*** DATA SHOWN Section Begins ***

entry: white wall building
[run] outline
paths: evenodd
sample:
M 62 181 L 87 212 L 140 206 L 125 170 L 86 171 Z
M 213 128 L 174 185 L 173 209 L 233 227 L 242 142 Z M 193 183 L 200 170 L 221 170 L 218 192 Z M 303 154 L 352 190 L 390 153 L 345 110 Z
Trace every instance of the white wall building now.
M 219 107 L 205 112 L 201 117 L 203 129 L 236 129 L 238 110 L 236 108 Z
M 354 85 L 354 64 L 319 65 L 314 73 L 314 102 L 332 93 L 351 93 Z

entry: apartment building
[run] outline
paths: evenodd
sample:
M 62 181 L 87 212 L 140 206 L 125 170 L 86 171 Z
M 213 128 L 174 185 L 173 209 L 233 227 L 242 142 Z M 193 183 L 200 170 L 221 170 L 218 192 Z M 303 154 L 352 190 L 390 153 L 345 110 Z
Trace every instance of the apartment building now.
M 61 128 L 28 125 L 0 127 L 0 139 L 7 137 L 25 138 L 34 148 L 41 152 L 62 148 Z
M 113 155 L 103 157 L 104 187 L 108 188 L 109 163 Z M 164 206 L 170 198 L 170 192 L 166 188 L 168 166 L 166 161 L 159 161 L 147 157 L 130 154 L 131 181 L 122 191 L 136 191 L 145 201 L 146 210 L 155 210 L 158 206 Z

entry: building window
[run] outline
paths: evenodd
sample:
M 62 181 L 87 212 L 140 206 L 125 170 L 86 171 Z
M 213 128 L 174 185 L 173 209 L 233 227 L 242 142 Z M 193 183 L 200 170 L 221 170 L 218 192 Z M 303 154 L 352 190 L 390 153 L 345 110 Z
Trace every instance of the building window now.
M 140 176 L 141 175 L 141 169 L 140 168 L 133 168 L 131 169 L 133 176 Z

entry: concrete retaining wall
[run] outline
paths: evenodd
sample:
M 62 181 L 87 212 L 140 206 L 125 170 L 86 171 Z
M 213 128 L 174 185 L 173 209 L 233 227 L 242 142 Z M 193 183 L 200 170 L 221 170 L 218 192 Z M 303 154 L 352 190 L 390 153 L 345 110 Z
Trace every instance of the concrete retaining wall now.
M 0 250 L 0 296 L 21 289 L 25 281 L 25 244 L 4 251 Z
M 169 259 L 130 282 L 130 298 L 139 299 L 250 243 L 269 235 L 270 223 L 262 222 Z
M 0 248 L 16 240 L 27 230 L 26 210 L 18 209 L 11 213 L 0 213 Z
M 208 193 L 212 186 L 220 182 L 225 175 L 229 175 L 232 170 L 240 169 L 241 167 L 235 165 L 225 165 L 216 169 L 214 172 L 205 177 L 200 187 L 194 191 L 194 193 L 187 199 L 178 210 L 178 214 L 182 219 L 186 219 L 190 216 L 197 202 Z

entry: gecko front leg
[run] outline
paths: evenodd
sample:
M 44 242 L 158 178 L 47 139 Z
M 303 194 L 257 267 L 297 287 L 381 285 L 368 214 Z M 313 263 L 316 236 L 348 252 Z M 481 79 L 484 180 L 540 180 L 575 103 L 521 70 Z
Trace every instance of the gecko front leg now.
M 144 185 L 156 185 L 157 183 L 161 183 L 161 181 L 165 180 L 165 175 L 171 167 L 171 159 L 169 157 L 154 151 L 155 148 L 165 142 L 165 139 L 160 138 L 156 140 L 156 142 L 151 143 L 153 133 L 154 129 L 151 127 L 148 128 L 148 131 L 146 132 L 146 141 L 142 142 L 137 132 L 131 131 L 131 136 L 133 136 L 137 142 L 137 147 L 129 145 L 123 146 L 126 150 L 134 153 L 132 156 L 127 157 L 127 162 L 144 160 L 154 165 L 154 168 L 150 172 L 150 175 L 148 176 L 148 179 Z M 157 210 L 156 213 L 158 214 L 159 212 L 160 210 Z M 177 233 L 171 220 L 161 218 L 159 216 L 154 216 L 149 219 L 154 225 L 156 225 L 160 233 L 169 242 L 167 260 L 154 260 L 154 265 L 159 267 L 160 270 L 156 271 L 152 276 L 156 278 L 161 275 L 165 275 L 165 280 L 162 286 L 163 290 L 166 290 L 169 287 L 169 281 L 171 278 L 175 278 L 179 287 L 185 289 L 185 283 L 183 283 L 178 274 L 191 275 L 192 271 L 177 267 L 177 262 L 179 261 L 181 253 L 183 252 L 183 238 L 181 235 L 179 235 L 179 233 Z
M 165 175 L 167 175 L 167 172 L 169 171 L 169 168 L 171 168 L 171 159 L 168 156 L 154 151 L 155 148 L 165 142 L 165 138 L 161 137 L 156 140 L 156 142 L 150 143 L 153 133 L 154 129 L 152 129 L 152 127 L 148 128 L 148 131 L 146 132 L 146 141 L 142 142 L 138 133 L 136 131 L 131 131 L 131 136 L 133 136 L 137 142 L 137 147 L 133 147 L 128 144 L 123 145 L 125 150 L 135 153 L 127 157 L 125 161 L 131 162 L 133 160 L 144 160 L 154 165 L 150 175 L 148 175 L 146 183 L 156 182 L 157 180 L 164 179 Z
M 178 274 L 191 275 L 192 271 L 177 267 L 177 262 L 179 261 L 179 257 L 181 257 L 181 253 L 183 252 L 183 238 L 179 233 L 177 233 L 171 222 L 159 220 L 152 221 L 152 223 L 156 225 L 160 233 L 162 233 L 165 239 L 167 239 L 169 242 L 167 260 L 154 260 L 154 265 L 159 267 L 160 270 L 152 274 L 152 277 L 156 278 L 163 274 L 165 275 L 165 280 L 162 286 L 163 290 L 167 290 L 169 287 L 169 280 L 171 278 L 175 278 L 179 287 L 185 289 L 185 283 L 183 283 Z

*** DATA SHOWN Section Ends ***

• **WORK TASK**
Please output every record exactly as it appears.

• **SOLVED EXERCISE**
entry: white wall building
[run] outline
paths: evenodd
sample:
M 62 181 L 87 212 L 140 206 L 125 170 L 86 171 Z
M 213 128 L 174 185 L 173 209 L 233 227 L 242 142 Z M 193 183 L 200 170 L 221 170 L 218 192 Z M 303 154 L 352 190 L 390 153 L 345 110 Z
Trace every instance of the white wall building now.
M 219 107 L 205 112 L 201 117 L 203 129 L 236 129 L 238 110 L 236 108 Z
M 354 85 L 354 64 L 319 65 L 314 73 L 314 102 L 332 93 L 351 93 Z

entry: apartment building
[run] outline
paths: evenodd
sample:
M 62 181 L 87 212 L 140 206 L 125 170 L 86 171 Z
M 213 128 L 174 185 L 173 209 L 233 227 L 242 142 Z M 193 183 L 200 170 L 221 170 L 218 192 Z M 303 154 L 352 190 L 390 153 L 345 110 Z
Trace every instance of the apartment building now.
M 61 128 L 28 125 L 0 127 L 0 139 L 7 137 L 25 138 L 34 148 L 41 152 L 62 148 Z
M 113 155 L 103 157 L 104 187 L 108 188 L 109 163 Z M 164 206 L 170 198 L 170 192 L 166 188 L 168 166 L 166 161 L 159 161 L 147 157 L 130 154 L 131 181 L 122 191 L 136 191 L 145 201 L 146 210 L 155 210 L 158 206 Z

entry: building window
[run] outline
paths: evenodd
sample:
M 62 181 L 87 212 L 140 206 L 125 170 L 86 171 Z
M 213 128 L 174 185 L 173 209 L 233 227 L 242 142 Z M 193 183 L 200 170 L 221 170 L 218 192 Z M 303 154 L 352 190 L 390 153 L 345 110 Z
Trace every instance of the building window now.
M 140 176 L 141 175 L 141 169 L 140 168 L 133 168 L 131 169 L 133 176 Z

entry: concrete retaining wall
[run] outline
paths: evenodd
sample:
M 62 181 L 87 212 L 140 206 L 125 170 L 86 171 Z
M 213 128 L 174 185 L 173 209 L 233 227 L 242 142 Z M 193 183 L 200 170 L 221 170 L 218 192 Z M 303 154 L 352 190 L 390 153 L 345 110 Z
Trace every instance of the concrete retaining wall now.
M 0 250 L 0 296 L 21 289 L 25 281 L 25 244 L 4 251 Z
M 169 259 L 130 282 L 130 298 L 139 299 L 250 243 L 269 235 L 270 223 L 262 222 Z
M 0 248 L 16 240 L 27 230 L 26 210 L 18 209 L 11 213 L 0 213 Z
M 208 193 L 212 186 L 220 182 L 225 175 L 229 175 L 232 170 L 240 169 L 241 167 L 235 165 L 225 165 L 216 169 L 214 172 L 205 177 L 200 187 L 194 191 L 194 193 L 187 199 L 178 210 L 178 214 L 182 219 L 186 219 L 190 216 L 197 202 Z

entry: gecko front leg
[run] outline
paths: evenodd
sample:
M 44 242 L 158 178 L 47 139 Z
M 303 194 L 257 267 L 297 287 L 381 285 L 368 214 Z M 313 263 L 316 236 L 348 252 Z M 481 79 L 484 180 L 540 180 L 575 103 L 521 70 Z
Trace every instance of the gecko front leg now.
M 144 185 L 156 185 L 157 183 L 161 183 L 161 181 L 165 180 L 165 175 L 171 167 L 171 159 L 169 157 L 154 151 L 155 148 L 165 142 L 165 139 L 160 138 L 156 140 L 156 142 L 151 143 L 153 133 L 154 129 L 151 127 L 148 128 L 148 131 L 146 132 L 146 141 L 142 142 L 137 132 L 131 131 L 131 136 L 133 136 L 137 142 L 137 147 L 129 145 L 123 146 L 126 150 L 134 153 L 132 156 L 127 157 L 127 162 L 144 160 L 154 165 L 154 168 L 150 172 L 150 175 L 148 176 L 148 179 Z M 157 210 L 156 213 L 158 214 L 159 212 L 160 210 Z M 177 233 L 171 220 L 161 218 L 159 216 L 154 216 L 149 219 L 154 225 L 156 225 L 160 233 L 169 242 L 167 260 L 154 260 L 154 265 L 159 267 L 160 270 L 156 271 L 152 276 L 156 278 L 161 275 L 165 275 L 165 280 L 162 286 L 163 290 L 166 290 L 169 287 L 169 281 L 171 278 L 175 278 L 179 287 L 185 289 L 185 283 L 183 283 L 178 274 L 191 275 L 192 271 L 177 267 L 177 262 L 179 261 L 181 253 L 183 252 L 183 238 L 181 235 L 179 235 L 179 233 Z
M 165 175 L 167 175 L 167 172 L 169 171 L 169 168 L 171 168 L 171 159 L 168 156 L 154 151 L 155 148 L 165 142 L 165 138 L 161 137 L 156 140 L 156 142 L 150 143 L 153 133 L 154 129 L 152 129 L 152 127 L 148 128 L 148 131 L 146 132 L 146 141 L 142 142 L 138 133 L 136 131 L 131 131 L 131 136 L 133 136 L 137 142 L 137 147 L 133 147 L 128 144 L 123 145 L 125 150 L 135 153 L 127 157 L 125 161 L 131 162 L 133 160 L 144 160 L 154 165 L 150 175 L 148 175 L 146 183 L 156 182 L 157 180 L 164 179 Z
M 178 274 L 191 275 L 192 271 L 177 267 L 177 262 L 179 261 L 179 257 L 181 257 L 181 253 L 183 252 L 183 238 L 179 233 L 177 233 L 171 222 L 159 220 L 152 221 L 152 223 L 156 225 L 160 233 L 162 233 L 165 239 L 167 239 L 169 242 L 167 260 L 154 260 L 154 265 L 159 267 L 160 270 L 152 274 L 152 277 L 156 278 L 163 274 L 165 275 L 165 280 L 162 286 L 163 290 L 167 290 L 169 287 L 169 280 L 171 278 L 175 278 L 179 287 L 185 289 L 185 283 L 183 283 Z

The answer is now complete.